Objective
Please give the listing again in its entirety, exactly as written.

-- Begin Entries provided --

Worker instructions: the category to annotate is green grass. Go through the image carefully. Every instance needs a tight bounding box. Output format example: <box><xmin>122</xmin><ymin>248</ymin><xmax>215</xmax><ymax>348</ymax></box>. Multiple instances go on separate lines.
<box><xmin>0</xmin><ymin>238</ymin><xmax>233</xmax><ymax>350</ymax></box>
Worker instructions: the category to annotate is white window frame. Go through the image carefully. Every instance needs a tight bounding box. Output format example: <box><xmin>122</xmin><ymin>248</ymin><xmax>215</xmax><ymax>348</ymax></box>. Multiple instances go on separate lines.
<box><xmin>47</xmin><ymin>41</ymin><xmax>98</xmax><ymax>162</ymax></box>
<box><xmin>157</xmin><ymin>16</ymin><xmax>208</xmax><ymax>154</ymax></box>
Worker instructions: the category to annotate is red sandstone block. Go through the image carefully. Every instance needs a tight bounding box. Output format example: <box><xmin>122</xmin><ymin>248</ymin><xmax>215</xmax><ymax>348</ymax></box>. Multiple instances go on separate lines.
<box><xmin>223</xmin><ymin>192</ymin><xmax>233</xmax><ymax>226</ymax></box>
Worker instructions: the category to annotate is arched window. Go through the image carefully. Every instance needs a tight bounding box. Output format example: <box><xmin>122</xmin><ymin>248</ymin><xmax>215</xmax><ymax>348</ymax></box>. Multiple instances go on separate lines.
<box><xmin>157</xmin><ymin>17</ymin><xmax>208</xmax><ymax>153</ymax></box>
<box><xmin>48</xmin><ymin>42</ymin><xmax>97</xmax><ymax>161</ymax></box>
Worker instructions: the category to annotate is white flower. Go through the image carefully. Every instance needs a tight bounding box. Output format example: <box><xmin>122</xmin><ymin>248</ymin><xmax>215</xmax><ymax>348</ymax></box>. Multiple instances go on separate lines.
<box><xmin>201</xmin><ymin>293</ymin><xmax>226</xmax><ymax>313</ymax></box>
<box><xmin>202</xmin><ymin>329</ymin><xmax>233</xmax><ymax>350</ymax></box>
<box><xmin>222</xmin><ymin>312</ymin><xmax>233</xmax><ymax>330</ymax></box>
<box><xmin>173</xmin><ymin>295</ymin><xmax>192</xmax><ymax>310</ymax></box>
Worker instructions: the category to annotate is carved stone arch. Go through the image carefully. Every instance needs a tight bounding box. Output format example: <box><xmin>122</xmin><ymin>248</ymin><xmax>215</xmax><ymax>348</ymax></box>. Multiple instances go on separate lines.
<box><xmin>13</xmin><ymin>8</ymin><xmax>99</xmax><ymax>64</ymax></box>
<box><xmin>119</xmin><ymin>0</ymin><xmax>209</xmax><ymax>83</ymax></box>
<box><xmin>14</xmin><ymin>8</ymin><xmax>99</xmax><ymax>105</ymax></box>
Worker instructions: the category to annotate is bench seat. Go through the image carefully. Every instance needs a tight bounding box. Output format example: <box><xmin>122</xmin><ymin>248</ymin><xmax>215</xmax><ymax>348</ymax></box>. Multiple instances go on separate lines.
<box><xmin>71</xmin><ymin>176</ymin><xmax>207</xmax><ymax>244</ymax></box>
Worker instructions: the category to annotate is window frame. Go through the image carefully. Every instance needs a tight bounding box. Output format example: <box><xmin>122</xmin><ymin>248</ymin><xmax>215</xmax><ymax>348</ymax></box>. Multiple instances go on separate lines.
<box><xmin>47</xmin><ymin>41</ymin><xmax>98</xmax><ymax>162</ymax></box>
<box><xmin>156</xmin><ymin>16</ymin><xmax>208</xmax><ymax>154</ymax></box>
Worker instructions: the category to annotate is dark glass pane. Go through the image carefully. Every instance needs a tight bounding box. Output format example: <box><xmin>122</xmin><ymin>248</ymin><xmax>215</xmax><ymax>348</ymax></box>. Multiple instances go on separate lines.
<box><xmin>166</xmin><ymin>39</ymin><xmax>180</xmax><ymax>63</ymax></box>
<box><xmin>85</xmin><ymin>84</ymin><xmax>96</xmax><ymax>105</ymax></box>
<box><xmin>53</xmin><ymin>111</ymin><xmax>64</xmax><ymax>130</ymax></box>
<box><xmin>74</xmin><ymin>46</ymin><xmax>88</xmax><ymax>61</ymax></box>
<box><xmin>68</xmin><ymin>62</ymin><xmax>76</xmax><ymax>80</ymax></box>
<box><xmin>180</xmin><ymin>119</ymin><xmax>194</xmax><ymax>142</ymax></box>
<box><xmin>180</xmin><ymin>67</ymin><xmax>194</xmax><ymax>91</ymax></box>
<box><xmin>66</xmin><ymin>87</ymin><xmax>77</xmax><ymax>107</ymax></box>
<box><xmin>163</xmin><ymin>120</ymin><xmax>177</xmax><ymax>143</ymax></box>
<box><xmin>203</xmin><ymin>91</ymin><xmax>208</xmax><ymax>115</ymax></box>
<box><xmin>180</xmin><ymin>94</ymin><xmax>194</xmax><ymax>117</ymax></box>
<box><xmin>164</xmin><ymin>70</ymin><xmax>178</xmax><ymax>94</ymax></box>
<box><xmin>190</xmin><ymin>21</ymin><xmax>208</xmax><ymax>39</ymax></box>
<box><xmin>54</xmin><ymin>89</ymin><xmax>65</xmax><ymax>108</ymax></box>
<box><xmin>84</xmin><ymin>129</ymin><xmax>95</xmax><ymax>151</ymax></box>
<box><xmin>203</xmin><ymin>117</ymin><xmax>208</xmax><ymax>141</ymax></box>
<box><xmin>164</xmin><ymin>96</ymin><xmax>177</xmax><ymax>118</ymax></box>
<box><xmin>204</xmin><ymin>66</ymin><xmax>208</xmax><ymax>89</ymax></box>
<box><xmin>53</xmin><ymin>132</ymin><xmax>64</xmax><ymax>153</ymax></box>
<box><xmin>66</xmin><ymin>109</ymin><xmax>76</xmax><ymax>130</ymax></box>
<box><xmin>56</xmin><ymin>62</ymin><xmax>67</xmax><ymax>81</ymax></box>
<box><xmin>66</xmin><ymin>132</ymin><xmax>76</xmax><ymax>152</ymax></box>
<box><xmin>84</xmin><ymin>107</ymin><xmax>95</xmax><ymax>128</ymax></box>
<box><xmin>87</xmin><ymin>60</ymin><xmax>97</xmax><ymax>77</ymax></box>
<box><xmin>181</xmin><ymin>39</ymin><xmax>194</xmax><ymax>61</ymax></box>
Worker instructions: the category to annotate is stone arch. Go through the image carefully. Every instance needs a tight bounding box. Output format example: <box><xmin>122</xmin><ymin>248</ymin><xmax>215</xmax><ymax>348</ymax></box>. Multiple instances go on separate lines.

-- End Entries provided --

Solved exercise
Worker instructions: the category to annotate is green grass. Go through the image carefully. Every instance needs a tight bounding box. Output format example: <box><xmin>122</xmin><ymin>248</ymin><xmax>215</xmax><ymax>348</ymax></box>. Multiple instances go on separate lines.
<box><xmin>0</xmin><ymin>238</ymin><xmax>233</xmax><ymax>350</ymax></box>
Worker instructions: the category to annotate is white window frame. Go through the image carefully. Every instance needs a tight bounding box. Output format example: <box><xmin>122</xmin><ymin>248</ymin><xmax>215</xmax><ymax>348</ymax></box>. Multiple instances go on separate lines.
<box><xmin>47</xmin><ymin>41</ymin><xmax>98</xmax><ymax>162</ymax></box>
<box><xmin>157</xmin><ymin>16</ymin><xmax>208</xmax><ymax>154</ymax></box>
Worker instructions: the category to annotate is red sandstone block. Go through the image carefully. Every instance needs a tight bounding box. Output format example: <box><xmin>122</xmin><ymin>248</ymin><xmax>215</xmax><ymax>348</ymax></box>. Multiple instances go on separate lines.
<box><xmin>223</xmin><ymin>192</ymin><xmax>233</xmax><ymax>226</ymax></box>
Worker instructions: the category to annotate is arched window. Go through the image carefully. Every instance needs a tight bounding box. Output format example: <box><xmin>122</xmin><ymin>248</ymin><xmax>215</xmax><ymax>348</ymax></box>. Multiple instances go on separate lines.
<box><xmin>157</xmin><ymin>17</ymin><xmax>208</xmax><ymax>153</ymax></box>
<box><xmin>48</xmin><ymin>42</ymin><xmax>97</xmax><ymax>161</ymax></box>
Worker instructions: the category to annotate is white flower. Go through the image carefully. Every instance needs a tight bounding box. Output format example: <box><xmin>122</xmin><ymin>248</ymin><xmax>215</xmax><ymax>348</ymax></box>. Multiple instances go on separate lines.
<box><xmin>201</xmin><ymin>293</ymin><xmax>226</xmax><ymax>313</ymax></box>
<box><xmin>202</xmin><ymin>329</ymin><xmax>233</xmax><ymax>350</ymax></box>
<box><xmin>222</xmin><ymin>312</ymin><xmax>233</xmax><ymax>330</ymax></box>
<box><xmin>173</xmin><ymin>295</ymin><xmax>192</xmax><ymax>310</ymax></box>
Worker instructions: the category to annotate is carved stone arch. Go through the image carefully. Every instance needs a tight bounding box. Output format example: <box><xmin>122</xmin><ymin>248</ymin><xmax>215</xmax><ymax>348</ymax></box>. Multiple instances go on separate lines.
<box><xmin>13</xmin><ymin>8</ymin><xmax>99</xmax><ymax>64</ymax></box>
<box><xmin>119</xmin><ymin>0</ymin><xmax>209</xmax><ymax>83</ymax></box>
<box><xmin>14</xmin><ymin>8</ymin><xmax>99</xmax><ymax>105</ymax></box>
Worker instructions: the category to annotate is bench seat. Go through the image carefully. Every instance needs a tight bounding box. Output format example: <box><xmin>122</xmin><ymin>248</ymin><xmax>215</xmax><ymax>348</ymax></box>. Multiple instances go on separate lines.
<box><xmin>71</xmin><ymin>176</ymin><xmax>207</xmax><ymax>244</ymax></box>
Worker instructions: the category to annotate is window frame. Go through the image carefully. Every instance needs a tight bounding box. Output format example: <box><xmin>122</xmin><ymin>248</ymin><xmax>215</xmax><ymax>348</ymax></box>. Multiple instances go on separate lines.
<box><xmin>47</xmin><ymin>41</ymin><xmax>98</xmax><ymax>162</ymax></box>
<box><xmin>156</xmin><ymin>16</ymin><xmax>208</xmax><ymax>154</ymax></box>
Worker instructions: the category to annotate is dark glass pane. Go through the image carefully. Every instance needs a tight bounding box. Output format example: <box><xmin>122</xmin><ymin>248</ymin><xmax>215</xmax><ymax>348</ymax></box>. Multiple instances go on separate lines.
<box><xmin>166</xmin><ymin>39</ymin><xmax>180</xmax><ymax>63</ymax></box>
<box><xmin>85</xmin><ymin>84</ymin><xmax>96</xmax><ymax>105</ymax></box>
<box><xmin>53</xmin><ymin>111</ymin><xmax>64</xmax><ymax>130</ymax></box>
<box><xmin>74</xmin><ymin>46</ymin><xmax>88</xmax><ymax>61</ymax></box>
<box><xmin>68</xmin><ymin>62</ymin><xmax>76</xmax><ymax>80</ymax></box>
<box><xmin>180</xmin><ymin>119</ymin><xmax>194</xmax><ymax>142</ymax></box>
<box><xmin>180</xmin><ymin>67</ymin><xmax>194</xmax><ymax>91</ymax></box>
<box><xmin>66</xmin><ymin>87</ymin><xmax>77</xmax><ymax>107</ymax></box>
<box><xmin>163</xmin><ymin>120</ymin><xmax>177</xmax><ymax>143</ymax></box>
<box><xmin>203</xmin><ymin>91</ymin><xmax>208</xmax><ymax>115</ymax></box>
<box><xmin>180</xmin><ymin>94</ymin><xmax>194</xmax><ymax>117</ymax></box>
<box><xmin>164</xmin><ymin>70</ymin><xmax>178</xmax><ymax>94</ymax></box>
<box><xmin>190</xmin><ymin>21</ymin><xmax>208</xmax><ymax>39</ymax></box>
<box><xmin>54</xmin><ymin>89</ymin><xmax>65</xmax><ymax>108</ymax></box>
<box><xmin>84</xmin><ymin>129</ymin><xmax>95</xmax><ymax>151</ymax></box>
<box><xmin>203</xmin><ymin>117</ymin><xmax>208</xmax><ymax>141</ymax></box>
<box><xmin>164</xmin><ymin>96</ymin><xmax>177</xmax><ymax>118</ymax></box>
<box><xmin>204</xmin><ymin>66</ymin><xmax>208</xmax><ymax>89</ymax></box>
<box><xmin>53</xmin><ymin>132</ymin><xmax>64</xmax><ymax>153</ymax></box>
<box><xmin>66</xmin><ymin>109</ymin><xmax>76</xmax><ymax>130</ymax></box>
<box><xmin>56</xmin><ymin>62</ymin><xmax>67</xmax><ymax>81</ymax></box>
<box><xmin>66</xmin><ymin>132</ymin><xmax>76</xmax><ymax>152</ymax></box>
<box><xmin>84</xmin><ymin>107</ymin><xmax>95</xmax><ymax>128</ymax></box>
<box><xmin>87</xmin><ymin>60</ymin><xmax>97</xmax><ymax>77</ymax></box>
<box><xmin>181</xmin><ymin>39</ymin><xmax>194</xmax><ymax>61</ymax></box>
Worker instructions: the category to annotate is stone arch. Go through the image carefully. Every instance needs a tight bounding box. Output format example: <box><xmin>122</xmin><ymin>248</ymin><xmax>215</xmax><ymax>348</ymax></box>. Multiple instances go on separate lines.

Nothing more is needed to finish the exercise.